_BRIEF_.
Return each line below that contains the word "sleeve", copied unchanged.

_Collected data entries_.
§

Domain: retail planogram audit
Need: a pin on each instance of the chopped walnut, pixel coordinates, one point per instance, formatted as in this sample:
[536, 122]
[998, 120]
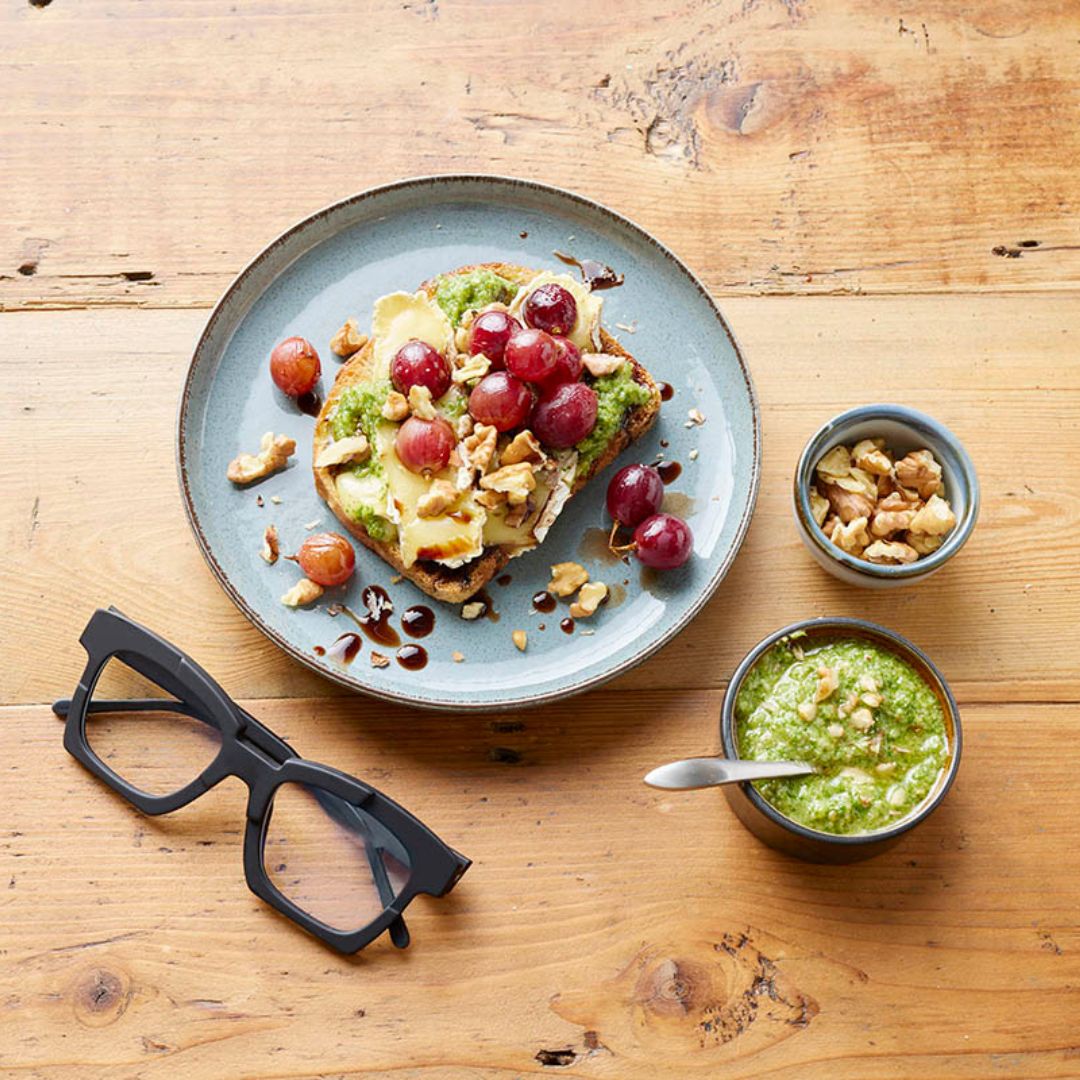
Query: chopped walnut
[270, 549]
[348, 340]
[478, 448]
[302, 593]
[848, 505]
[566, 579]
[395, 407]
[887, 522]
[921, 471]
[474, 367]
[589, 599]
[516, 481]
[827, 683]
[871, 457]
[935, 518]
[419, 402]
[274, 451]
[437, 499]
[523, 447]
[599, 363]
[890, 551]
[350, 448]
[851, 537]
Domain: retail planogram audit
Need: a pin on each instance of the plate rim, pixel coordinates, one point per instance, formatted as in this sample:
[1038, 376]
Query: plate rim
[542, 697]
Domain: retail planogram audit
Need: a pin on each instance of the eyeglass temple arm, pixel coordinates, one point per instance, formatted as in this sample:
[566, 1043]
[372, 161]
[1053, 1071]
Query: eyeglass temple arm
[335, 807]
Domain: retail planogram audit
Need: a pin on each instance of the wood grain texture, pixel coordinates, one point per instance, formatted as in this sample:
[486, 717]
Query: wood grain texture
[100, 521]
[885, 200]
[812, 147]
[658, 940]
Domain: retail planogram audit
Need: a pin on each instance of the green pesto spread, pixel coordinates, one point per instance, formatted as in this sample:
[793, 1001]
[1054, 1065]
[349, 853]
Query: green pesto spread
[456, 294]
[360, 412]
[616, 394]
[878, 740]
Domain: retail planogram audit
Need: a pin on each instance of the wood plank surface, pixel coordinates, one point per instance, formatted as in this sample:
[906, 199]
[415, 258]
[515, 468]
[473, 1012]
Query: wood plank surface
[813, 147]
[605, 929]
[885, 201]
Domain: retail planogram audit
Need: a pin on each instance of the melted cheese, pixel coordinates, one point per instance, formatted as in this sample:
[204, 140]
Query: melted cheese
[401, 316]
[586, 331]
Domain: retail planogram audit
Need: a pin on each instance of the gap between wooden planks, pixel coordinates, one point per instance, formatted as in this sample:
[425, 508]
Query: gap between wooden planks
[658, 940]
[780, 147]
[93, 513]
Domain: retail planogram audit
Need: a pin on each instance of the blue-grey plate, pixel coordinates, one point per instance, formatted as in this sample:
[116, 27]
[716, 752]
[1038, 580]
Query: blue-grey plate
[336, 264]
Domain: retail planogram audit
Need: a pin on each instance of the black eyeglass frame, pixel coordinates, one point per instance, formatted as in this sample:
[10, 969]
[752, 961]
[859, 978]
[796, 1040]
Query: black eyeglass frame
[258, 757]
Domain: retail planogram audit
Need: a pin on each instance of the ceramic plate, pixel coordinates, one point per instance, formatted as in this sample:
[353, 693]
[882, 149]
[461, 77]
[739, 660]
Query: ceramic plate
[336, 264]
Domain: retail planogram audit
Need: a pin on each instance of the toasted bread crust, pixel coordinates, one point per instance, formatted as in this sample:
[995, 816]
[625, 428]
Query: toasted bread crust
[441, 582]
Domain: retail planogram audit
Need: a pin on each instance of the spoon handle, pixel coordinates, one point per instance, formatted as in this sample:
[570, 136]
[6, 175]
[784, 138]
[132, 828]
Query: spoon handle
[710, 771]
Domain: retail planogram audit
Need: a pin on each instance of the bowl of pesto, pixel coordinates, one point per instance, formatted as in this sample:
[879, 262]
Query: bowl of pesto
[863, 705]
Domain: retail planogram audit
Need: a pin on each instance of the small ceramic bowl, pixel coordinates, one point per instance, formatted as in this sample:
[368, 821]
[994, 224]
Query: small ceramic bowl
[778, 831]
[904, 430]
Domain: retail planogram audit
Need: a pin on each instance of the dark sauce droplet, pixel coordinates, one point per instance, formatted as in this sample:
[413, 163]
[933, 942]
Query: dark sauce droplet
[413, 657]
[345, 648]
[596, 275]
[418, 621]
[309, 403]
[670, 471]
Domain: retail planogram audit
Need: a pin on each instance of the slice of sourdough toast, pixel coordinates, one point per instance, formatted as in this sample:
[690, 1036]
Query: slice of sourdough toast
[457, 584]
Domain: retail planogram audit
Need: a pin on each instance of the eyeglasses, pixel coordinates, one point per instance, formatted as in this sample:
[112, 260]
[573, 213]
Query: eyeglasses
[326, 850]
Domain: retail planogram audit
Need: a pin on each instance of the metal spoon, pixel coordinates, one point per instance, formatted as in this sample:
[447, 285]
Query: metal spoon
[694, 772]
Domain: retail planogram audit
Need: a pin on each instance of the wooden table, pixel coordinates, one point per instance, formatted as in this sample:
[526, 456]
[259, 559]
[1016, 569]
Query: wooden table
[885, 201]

§

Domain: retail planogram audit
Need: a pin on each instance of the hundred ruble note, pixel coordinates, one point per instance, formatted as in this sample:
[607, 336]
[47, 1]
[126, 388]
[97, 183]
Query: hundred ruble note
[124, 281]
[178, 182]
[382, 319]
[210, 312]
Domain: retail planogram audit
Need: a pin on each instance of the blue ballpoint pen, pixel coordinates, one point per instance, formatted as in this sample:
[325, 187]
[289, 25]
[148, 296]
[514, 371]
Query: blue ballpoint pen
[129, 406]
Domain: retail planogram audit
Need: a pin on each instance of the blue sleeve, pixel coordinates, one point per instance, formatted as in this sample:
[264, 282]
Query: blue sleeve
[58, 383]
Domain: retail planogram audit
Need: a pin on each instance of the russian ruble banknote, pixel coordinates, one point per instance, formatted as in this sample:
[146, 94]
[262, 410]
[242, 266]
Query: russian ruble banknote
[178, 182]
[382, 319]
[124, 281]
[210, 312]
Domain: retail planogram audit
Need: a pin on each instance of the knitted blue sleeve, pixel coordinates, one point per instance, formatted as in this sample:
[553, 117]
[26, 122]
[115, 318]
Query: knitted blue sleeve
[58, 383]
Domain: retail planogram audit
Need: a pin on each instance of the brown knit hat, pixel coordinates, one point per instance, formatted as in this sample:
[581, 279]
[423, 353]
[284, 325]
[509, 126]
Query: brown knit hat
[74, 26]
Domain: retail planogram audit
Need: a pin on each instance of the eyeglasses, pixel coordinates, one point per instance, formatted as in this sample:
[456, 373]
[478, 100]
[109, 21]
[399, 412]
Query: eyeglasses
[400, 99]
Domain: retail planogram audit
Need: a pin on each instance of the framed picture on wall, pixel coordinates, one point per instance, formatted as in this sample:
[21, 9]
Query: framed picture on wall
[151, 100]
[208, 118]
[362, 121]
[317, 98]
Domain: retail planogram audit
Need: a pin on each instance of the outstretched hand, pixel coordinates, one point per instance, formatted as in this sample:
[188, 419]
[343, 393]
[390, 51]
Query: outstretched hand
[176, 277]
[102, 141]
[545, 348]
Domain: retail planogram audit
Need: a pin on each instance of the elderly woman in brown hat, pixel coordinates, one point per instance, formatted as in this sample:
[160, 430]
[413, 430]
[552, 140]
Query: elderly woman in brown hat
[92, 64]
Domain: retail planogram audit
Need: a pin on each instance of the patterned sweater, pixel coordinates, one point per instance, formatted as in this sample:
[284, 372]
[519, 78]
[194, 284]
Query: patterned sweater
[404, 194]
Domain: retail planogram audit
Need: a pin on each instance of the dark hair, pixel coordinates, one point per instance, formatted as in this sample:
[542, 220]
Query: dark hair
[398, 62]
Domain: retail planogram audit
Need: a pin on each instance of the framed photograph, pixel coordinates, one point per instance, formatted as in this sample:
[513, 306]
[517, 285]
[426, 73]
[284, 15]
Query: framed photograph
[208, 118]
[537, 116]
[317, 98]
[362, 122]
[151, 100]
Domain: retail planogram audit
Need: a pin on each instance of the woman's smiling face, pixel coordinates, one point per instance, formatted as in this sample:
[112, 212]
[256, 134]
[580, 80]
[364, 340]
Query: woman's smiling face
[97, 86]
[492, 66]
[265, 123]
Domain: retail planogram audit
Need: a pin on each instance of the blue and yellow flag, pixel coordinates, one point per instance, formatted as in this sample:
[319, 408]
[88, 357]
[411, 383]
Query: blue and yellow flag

§

_FINAL RESULT_.
Need: a pin on each instance of the blue sleeve, pixel coordinates, one point per instance, formatted as in this sample:
Query: blue sleeve
Need: a pin on each instance of the knitted blue sleeve, pixel coordinates, one point per instance, formatted as in this sample:
Query: knitted blue sleeve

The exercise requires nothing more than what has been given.